(Text shown)

Australians in their 30s are in intensive care with the coronavirus, Deputy Chief Medical Officer Paul Kelly said on Monday, driving home the fact that "this is not just an old person 's disease".
Professor Kelly did not say how many younger people were in intensive care, but said they did not have underlying risk factors.
"The more cases you get, the more likely it is that you will find people without any vulnerability to start with and relatively young people having this disease very severely, and this is a wake-up call for all of us," he said.
As of Monday, 448 Australians were in hospital with COVID-19, 96 in intensive care and 35 on ventilators. Thirty-nine people had died.
Professor Kelly urged all Australians to sign up to the "flu tracking" website to record respiratory symptoms each week, likening it to citizen science. The website records postcodes and health authorities are now looking to it as an early warning system for virus hotspots.
Australian cases have topped 5795, with close to 500 of them with no overseas links or links to other cases, with the source of their disease unknown.
"That is the component of the epidemic that we are most concerned about as we go forward," Professor Kelly said.
The government's latest epidemiology report shows people in their 20s are the biggest group to catch the virus, accounting for 22 per cent of cases to March 29.
Deaths so far are confined to the over-50s, with a Victorian man in his 50s becoming the youngest person to die in Australia to date.
People over 70 accounted for 13 per cent of cases. In this age group, men outnumber women.
Young people also recover faster, although it still takes people in their 20s a median time of 27 days to recover (from the time their symptoms started). People over 70 take a median time of 36 days to recover.
The government is preparing to finally release modelling on the spread of the virus on Tuesday, although it is unclear what level of detail will be made public.
Prime Minister Scott Morrison said last week the modelling was being reworked in light of the virus behaviour since the partial lockdown two weeks ago and the imposition since then of stringent measures to keep people apart and encourage them to stay home.
Cases continue to grow but at much lower rates than the daily increase of 20 per cent or more before the stepped-up response.
Economics professor at the Australian National University's Crawford School Quentin Grafton has called for the government to implement a "go hard and go early" strategy which he called "the Hammer".
The Hammer meant a lockdown for at least three cycles of infections, an initial six weeks, then the gradual relaxation of controls with intense testing and tracking.
"The Hammer is not just about "flattening the curve". It also means potentially shortening the curve," he said, writing in The Canberra Times on Tuesday.
"Not only is the total number and peak number of infections dramatically reduced, but so is the period in which the infection rate is unacceptably high. This saves a lot of lives. It also supports the economy."
Professor Grafton compared the strategy to "the Scythe", which is the herd immunity idea promoted by some people, allowing the virus to take its course.

(Task instructions)
1/ In the news report on COVID-19 in Australia, how many Australians were on ventilators as of Monday?
2/ According to the news report on COVID-19 in Australia, why does Quentin Grafton say his "Hammer" strategy saves a lot of lives?
3/ Write the next few paragraphs of the news report on COVID-19 in Australia, picking up after its final sentence.
The material after this news report has nothing to do with it.

Data for pointing to what a phrase describes:

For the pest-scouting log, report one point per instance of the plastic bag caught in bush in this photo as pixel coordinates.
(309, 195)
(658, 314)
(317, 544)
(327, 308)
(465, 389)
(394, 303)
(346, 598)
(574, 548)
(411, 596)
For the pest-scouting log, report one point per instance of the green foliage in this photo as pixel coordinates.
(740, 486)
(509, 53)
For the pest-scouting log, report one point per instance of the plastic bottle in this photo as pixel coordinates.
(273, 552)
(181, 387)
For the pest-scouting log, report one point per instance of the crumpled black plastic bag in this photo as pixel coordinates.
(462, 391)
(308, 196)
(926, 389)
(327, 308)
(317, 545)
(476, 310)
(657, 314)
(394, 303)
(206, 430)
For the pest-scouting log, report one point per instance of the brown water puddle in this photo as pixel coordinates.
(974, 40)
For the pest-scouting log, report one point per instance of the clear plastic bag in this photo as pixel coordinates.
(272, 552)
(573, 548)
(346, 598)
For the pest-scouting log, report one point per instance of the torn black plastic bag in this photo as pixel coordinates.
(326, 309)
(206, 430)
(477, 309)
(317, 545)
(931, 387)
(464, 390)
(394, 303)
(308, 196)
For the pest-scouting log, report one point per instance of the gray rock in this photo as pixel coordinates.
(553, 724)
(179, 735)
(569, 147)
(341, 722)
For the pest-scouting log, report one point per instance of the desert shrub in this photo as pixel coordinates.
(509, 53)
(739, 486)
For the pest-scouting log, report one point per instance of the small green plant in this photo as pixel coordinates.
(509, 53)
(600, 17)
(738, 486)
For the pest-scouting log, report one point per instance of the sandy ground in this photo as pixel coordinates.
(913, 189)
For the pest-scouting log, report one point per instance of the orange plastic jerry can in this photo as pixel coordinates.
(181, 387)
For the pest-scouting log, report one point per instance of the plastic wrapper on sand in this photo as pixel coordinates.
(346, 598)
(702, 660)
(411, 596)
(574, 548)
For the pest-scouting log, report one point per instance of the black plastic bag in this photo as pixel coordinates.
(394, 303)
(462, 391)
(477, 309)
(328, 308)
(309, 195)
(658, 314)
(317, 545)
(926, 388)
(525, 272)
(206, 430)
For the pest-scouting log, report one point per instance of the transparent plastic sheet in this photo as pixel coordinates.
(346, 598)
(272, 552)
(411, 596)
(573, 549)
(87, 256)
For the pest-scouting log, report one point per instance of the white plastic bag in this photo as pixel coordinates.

(Expected outputs)
1/ 35 people were on ventilators.

2/ He says it dramatically reduces the total number and the peak number of infections. It also shortens the period in which the infection rate is unacceptably high.

3/
But he said that amounted to "involuntary euthanasia of potentially tens of thousands of mainly elderly people", and was based on at least three false assumptions.
It assumed that the mortality rate is only a "bit worse" than an influenza epidemic, when in fact it appeared to be about 1 per cent, which was 10 times higher than the flu.
COVID-19 also had a much higher hospitalisation rate, with 1 per cent of flu cases hospitalised compared with 20 per cent of coronavirus cases.
The Scythe strategy also assumed people would become immune, which was likely but not established. And didn't take account of the long-term health impacts for people who had been ventilated.
Professor Grafton said the "Hammer" strategy would perhaps halve economic activity for six weeks, equating for a 6 per cent reduction over a year.
A "Slow Burn", which greatly reduced deaths but didn't fully control the crisis, would cost the economy more.
He said New Zealand was aiming for the Hammer, but it was too early to say whether Australia's current strategy would amount to a Slow Burn or a Hammer.
Professor Kelly urged people to sign up to www.flutracking.net/Join which has been used to date to track flu cases each year.
"It is very quick, it is on the web, when you join up you are asked some small details about where you live and so forth, just so we can have tracking across Australia and a map of hotspots of people with respiratory disease," he said.
The flu tracking website asks for personal health information when you register including month and year of birth, sex and education, along with postcode and an email contact.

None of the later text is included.